> _GIVEN PROBLEM_
Reproduce every line of the listing from its start through the line containing "top-left (188, 218), bottom-right (394, 353)", including the detection requests, and shift each coordinate in the answers by adding 64. Leave the requests and their sample outputs unchanged.

[Annotated coordinate records]
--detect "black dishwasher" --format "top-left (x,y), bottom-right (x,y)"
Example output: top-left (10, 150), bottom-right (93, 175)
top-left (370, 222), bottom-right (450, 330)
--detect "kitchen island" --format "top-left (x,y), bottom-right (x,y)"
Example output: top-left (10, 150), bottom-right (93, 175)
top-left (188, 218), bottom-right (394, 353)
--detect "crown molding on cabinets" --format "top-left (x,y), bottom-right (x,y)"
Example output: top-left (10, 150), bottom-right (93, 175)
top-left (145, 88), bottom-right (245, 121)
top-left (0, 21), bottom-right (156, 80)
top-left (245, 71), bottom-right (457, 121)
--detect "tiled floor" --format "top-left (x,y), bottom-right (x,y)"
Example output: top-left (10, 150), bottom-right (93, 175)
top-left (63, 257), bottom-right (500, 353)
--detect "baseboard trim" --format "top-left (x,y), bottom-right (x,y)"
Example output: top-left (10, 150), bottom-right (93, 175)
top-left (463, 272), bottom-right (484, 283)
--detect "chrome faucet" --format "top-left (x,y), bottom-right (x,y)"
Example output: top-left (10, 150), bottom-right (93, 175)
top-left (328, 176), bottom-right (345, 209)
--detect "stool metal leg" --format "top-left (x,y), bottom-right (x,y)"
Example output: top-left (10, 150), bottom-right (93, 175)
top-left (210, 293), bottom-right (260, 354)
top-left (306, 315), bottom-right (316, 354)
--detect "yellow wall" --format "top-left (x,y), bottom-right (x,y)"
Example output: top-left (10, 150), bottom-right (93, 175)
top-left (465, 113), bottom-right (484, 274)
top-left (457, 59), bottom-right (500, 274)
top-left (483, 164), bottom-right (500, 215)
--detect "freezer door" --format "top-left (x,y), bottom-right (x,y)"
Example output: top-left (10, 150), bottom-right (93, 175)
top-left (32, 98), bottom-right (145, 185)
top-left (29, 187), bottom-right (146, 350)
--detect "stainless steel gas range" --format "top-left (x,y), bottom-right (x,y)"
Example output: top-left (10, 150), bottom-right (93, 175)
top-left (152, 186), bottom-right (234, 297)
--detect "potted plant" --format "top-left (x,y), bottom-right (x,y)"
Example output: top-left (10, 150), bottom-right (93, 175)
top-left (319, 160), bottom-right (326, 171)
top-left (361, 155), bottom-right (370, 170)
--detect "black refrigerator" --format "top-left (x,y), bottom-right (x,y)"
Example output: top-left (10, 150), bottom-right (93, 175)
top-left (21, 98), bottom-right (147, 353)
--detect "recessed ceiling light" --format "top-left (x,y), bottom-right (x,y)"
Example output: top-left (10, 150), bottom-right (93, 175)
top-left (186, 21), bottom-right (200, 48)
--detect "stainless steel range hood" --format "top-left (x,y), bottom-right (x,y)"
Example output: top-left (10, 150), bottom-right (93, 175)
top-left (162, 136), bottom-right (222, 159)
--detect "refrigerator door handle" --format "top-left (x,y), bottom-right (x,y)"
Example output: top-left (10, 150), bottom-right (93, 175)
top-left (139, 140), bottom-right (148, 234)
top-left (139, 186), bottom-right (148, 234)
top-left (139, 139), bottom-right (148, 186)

> _EXERCISE RESPONSE_
--detect "black dishwasher" --format "top-left (x,y), bottom-right (x,y)"
Example output: top-left (10, 150), bottom-right (93, 175)
top-left (434, 286), bottom-right (514, 394)
--detect "kitchen island" --format "top-left (x,y), bottom-right (x,y)"
Example output: top-left (10, 150), bottom-right (93, 175)
top-left (252, 282), bottom-right (458, 417)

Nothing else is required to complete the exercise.